Recorded information:
* Start *

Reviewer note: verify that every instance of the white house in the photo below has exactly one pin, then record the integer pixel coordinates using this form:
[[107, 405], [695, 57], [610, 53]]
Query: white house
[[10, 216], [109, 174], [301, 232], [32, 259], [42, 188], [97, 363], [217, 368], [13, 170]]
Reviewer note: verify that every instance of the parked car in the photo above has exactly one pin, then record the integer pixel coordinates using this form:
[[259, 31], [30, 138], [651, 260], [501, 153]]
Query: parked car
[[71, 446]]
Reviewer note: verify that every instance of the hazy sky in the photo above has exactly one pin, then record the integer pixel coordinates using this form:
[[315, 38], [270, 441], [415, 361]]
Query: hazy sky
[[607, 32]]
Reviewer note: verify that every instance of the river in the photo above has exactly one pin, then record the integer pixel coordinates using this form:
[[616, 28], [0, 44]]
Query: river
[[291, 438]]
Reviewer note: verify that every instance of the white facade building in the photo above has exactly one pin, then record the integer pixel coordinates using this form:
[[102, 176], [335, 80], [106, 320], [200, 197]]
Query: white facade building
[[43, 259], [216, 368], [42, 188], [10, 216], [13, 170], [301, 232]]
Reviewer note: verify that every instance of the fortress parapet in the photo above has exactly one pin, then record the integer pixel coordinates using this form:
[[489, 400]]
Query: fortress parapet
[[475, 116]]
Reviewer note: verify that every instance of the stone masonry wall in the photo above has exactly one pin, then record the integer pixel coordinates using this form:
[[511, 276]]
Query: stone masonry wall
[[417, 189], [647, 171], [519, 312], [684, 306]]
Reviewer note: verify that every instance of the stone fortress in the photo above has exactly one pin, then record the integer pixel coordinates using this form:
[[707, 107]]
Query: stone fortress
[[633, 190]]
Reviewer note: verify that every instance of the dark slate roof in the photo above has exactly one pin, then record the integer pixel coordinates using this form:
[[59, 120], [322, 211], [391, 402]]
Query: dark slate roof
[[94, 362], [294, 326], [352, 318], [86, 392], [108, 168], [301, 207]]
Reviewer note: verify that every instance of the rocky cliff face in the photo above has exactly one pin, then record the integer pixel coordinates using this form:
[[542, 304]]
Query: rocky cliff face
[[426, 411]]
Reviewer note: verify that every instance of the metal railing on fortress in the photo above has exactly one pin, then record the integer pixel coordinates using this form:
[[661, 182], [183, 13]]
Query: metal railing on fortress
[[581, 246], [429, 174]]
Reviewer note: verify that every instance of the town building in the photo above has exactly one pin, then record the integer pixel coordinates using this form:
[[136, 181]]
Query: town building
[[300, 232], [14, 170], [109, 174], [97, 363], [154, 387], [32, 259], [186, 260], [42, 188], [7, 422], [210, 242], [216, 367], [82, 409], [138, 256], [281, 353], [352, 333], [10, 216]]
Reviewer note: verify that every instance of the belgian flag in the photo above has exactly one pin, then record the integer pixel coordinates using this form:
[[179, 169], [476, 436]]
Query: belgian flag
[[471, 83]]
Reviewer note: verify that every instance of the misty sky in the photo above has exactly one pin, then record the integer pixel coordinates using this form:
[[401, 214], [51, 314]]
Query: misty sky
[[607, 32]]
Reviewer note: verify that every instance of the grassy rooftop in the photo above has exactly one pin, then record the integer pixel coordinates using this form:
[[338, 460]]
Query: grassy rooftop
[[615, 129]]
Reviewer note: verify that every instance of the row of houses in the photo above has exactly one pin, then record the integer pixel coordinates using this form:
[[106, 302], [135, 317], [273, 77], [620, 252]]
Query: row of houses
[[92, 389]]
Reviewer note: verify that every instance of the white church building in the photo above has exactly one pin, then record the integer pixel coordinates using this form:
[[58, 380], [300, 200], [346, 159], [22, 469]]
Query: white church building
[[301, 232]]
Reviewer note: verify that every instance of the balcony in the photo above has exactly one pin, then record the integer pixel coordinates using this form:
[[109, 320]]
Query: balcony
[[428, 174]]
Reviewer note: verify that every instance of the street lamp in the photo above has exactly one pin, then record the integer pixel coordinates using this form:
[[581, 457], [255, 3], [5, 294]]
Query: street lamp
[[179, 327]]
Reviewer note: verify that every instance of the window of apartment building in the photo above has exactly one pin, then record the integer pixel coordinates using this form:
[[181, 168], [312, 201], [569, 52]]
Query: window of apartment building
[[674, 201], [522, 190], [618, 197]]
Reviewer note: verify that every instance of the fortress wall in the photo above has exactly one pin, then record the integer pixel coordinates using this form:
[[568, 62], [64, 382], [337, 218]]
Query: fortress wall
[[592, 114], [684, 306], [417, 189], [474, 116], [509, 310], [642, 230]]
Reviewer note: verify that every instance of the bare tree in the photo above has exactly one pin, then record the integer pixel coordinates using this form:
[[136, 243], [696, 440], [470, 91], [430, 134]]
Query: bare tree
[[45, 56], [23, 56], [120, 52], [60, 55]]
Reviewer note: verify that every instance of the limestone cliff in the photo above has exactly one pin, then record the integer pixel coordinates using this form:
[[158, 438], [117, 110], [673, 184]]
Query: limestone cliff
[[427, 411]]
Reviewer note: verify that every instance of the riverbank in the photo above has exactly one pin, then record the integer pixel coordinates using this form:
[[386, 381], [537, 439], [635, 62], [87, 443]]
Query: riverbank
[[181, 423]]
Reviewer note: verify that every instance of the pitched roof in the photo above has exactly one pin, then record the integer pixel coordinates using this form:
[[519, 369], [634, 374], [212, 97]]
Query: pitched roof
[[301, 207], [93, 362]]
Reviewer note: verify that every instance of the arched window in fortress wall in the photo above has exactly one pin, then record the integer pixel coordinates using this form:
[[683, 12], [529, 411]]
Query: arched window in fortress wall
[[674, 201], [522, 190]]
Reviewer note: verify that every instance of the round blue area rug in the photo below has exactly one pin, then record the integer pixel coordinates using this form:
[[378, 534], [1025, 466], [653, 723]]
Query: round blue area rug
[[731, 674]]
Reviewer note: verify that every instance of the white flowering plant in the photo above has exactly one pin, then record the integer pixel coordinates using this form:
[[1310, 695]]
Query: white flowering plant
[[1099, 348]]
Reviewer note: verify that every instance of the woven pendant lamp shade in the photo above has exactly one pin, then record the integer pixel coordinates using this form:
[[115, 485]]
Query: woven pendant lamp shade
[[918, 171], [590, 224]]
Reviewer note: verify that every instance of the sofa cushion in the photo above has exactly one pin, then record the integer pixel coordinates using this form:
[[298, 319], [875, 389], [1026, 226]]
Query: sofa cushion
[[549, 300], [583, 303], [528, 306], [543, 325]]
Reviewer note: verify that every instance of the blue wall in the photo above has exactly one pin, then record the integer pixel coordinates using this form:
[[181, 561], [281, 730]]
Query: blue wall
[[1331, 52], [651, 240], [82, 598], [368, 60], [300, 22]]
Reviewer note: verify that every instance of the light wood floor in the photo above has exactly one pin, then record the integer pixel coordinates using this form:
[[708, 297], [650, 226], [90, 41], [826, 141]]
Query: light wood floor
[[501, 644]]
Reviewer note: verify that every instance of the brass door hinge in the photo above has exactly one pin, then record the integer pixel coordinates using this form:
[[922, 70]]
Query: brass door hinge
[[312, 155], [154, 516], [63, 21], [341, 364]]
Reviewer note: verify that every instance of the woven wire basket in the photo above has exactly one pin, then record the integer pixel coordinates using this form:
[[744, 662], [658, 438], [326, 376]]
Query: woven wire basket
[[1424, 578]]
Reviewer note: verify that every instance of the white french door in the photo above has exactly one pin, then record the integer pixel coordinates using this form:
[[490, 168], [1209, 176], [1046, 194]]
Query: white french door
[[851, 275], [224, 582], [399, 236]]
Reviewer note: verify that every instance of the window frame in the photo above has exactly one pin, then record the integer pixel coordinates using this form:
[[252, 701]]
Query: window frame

* End *

Requirements: Reproduce all of the items above, swapping "exactly one pin" for "exactly one marker" and keeping everything else as it is.

Answer to the problem:
Reviewer note: verify that every instance of the white house in the photo below has exactly one marker, then record the integer pixel coordinates using this form:
[[107, 405], [695, 57], [610, 53]]
Query: white house
[[10, 216], [109, 174], [301, 232], [32, 259], [42, 188], [97, 363], [217, 368], [13, 170]]
Reviewer note: verify that every instance of the parked car in the photo above has exactly one marker, then record the integer pixel coordinates using this form:
[[259, 31], [30, 138], [651, 260], [501, 153]]
Query: parked car
[[71, 446]]
Reviewer note: verify that every instance of the hazy sky in the photo above has exactly one marker, then record the integer pixel coordinates using this form:
[[315, 38], [270, 441], [415, 361]]
Query: hazy sky
[[607, 32]]
Reviewer note: verify that every instance of the river in the photo above has exactly one marker, then record the integer pixel coordinates using this form:
[[616, 28], [0, 44]]
Query: river
[[291, 438]]
Reviewer note: verify that every instance of the white facade building in the photo above has exactly one marker, then record the integer pixel coordinates using this form:
[[102, 176], [335, 80], [106, 320], [200, 197]]
Query: white facade building
[[43, 259], [216, 368], [42, 188], [10, 216], [13, 170], [301, 232]]
Reviewer note: verify that every instance of the fortress parapet in the photo above has exactly one marker, then record the integer pixel coordinates using this form:
[[489, 400]]
Query: fortress parapet
[[475, 116]]
Reviewer note: verify that every instance of the stone masonry wall in the photo above has exactly one marker, then record the integer pixel coordinates using this form:
[[511, 276]]
Query: stone masonry wall
[[417, 189], [647, 171], [519, 312], [684, 306]]
Reviewer note: verify that every instance of the stone fortress in the photo above has exactly one marker, then record the integer pixel coordinates using this form:
[[707, 107]]
Query: stone fortress
[[633, 190]]
Reviewer note: verify that every instance of the dark slate roof in the photo above has exactly one marker, then record the integer pixel coordinates using this form:
[[59, 120], [322, 211], [391, 402]]
Query: dark slate roof
[[94, 362], [294, 326], [352, 318], [86, 392], [108, 168], [301, 207]]
Reviewer note: verify that every instance of the rocky cliff face in the photo above has exactly one marker, then record the integer pixel coordinates using this form:
[[542, 304]]
Query: rocky cliff face
[[426, 411]]
Reviewer note: verify that every instance of the metal railing on fortress in the photo above has exactly one marker, then record the integer pixel coordinates using this form:
[[661, 182], [183, 13]]
Query: metal railing on fortress
[[581, 246], [429, 174]]
Reviewer note: verify that every instance of the town building in the photo above has exactly one marker, then record the integer pixel coordinates using this form:
[[136, 181]]
Query: town building
[[300, 232], [14, 170], [109, 174], [97, 363], [154, 387], [32, 259], [186, 260], [42, 188], [7, 422], [210, 242], [216, 367], [82, 409], [138, 256], [281, 353], [352, 333], [10, 216]]
Reviewer note: verify that every instance of the belgian flag in the photo above has exactly one marker, then record the integer pixel coordinates using this form:
[[179, 169], [476, 436]]
Query: belgian flag
[[471, 83]]
Reviewer note: verify that every instance of the misty sky in the photo above has exactly one marker, then record the integer pixel coordinates using this form:
[[401, 214], [51, 314]]
Query: misty sky
[[607, 32]]
Reviewer note: verify that every instance of the grassy rooftop in the photo above has exactly one marker, then record the integer pixel coordinates using this form:
[[338, 460]]
Query: grassy rooftop
[[615, 129]]
Reviewer note: verify that every instance of the row of houses in the photo above has exactly one marker, then record the integer pixel coordinates using this form:
[[106, 302], [135, 317], [273, 77], [620, 252]]
Query: row of houses
[[92, 389]]
Reviewer note: verify that every instance of the white church building in the photo above has exactly one marker, then record the integer pixel coordinates using this form:
[[58, 380], [300, 200], [346, 159], [22, 469]]
Query: white church building
[[301, 232]]
Reviewer note: verify that every instance of the balcony in the photo above has exactly one marker, then record the integer pixel coordinates using this form:
[[109, 320]]
Query: balcony
[[428, 174]]
Reviewer note: verify that every instance of the street lamp in the photo above has exactly one marker, then record the integer pixel coordinates using this form:
[[581, 457], [255, 3], [5, 294]]
Query: street lamp
[[179, 327]]
Reviewer note: verify that every instance of the window of apartment building in the photo above has exactly one marker, then record the integer pixel coordinates using this form:
[[181, 168], [312, 201], [569, 52]]
Query: window of apartment building
[[674, 201], [522, 190], [618, 197]]
Reviewer note: verify that every instance of the fortress wall in the photo above has exactly one marker, then record the integer pixel coordinates using this form:
[[568, 62], [64, 382], [337, 218]]
Query: fortress wall
[[592, 114], [684, 306], [417, 189], [474, 116], [509, 310], [642, 230]]
Reviewer note: verify that every instance of the bare tree in the photo above has exactly one marker, then record the integer pixel coordinates using this form:
[[136, 243], [696, 440], [470, 91], [430, 134]]
Query: bare tree
[[45, 56], [23, 56], [120, 52], [60, 55]]
Reviewer note: verify that every instance of the limestone cliff in the photo above has exactly one marker, then record the integer pixel coordinates using this form:
[[158, 438], [117, 110], [673, 184]]
Query: limestone cliff
[[427, 411]]
Reviewer note: verify that every instance of the riverbank in the photo above has exactly one marker, then record the integer pixel coordinates using this form:
[[386, 381], [537, 439], [635, 62], [87, 443]]
Query: riverbank
[[181, 423]]
Reviewer note: verify that every instance of the pitched roof in the photo above has exactly one marker, then record the integer pixel coordinates using this form:
[[519, 369], [634, 374], [212, 97]]
Query: pitched roof
[[301, 207], [93, 362]]
Reviewer note: verify that every instance of the arched window in fortress wall in the photo above has exactly one marker, then record the integer pixel coordinates using this form:
[[683, 12], [529, 411]]
Query: arched window in fortress wall
[[674, 201], [522, 190]]
Reviewer note: verify that every instance of the round blue area rug in the photo below has exactly one marker, then record the integer pixel coordinates using this form:
[[378, 534], [1025, 466], [653, 723]]
Query: round blue area rug
[[731, 674]]
Reviewer note: verify that every instance of the white flowering plant in the photo above has exactly one marker, then record the integer pixel coordinates using this form:
[[1310, 695]]
Query: white flowering plant
[[1099, 348]]
Reviewer note: verify that every instance of the woven pendant lamp shade in the photo above has exactly one marker, then record the integer pixel coordinates using this form:
[[115, 485]]
Query: woven pendant lamp shade
[[918, 171], [590, 224]]
Reviewer note: verify that every instance of the sofa cushion in the photo above has exactly one marker, then record the integer pixel coordinates using this form:
[[298, 319], [875, 389], [1026, 226]]
Query: sofa cushion
[[549, 300], [583, 303], [528, 306], [543, 325]]
Reviewer note: verify that every instance of the blue wall in the photo above has exactly one marker, then record the integer pixel coordinates using this form:
[[181, 561], [281, 730]]
Query: blue wall
[[1331, 52], [651, 240], [82, 598], [368, 60], [300, 22]]
Reviewer note: verify that every instance of the light wood floor in the photo above has exactly one marker, then record the integer pixel coordinates using this form:
[[708, 297], [650, 226], [90, 41], [826, 141]]
Query: light wood floor
[[501, 644]]
Reviewer note: verify that every instance of the brass door hinge in the photo above has exactly one marker, then record the integer pixel coordinates using this form:
[[922, 70]]
Query: brass door hinge
[[312, 155], [154, 516], [63, 21], [341, 364]]
Reviewer note: verify that every instance of the woven wire basket in the photo above has exactly one marker, then record the integer pixel coordinates using this form:
[[744, 662], [658, 438], [326, 376]]
Query: woven wire basket
[[1424, 578]]
Reviewer note: verify that every instance of the white french door in the photo above has exactly one marker, then record the integer pixel coordinates using this form:
[[490, 168], [1209, 176], [1046, 194]]
Query: white french door
[[851, 275], [224, 582], [399, 236]]
Reviewer note: verify that every instance of the window frame in the photo above has exactly one marker, then record the integer pixel coordinates using this form:
[[252, 701]]
Query: window frame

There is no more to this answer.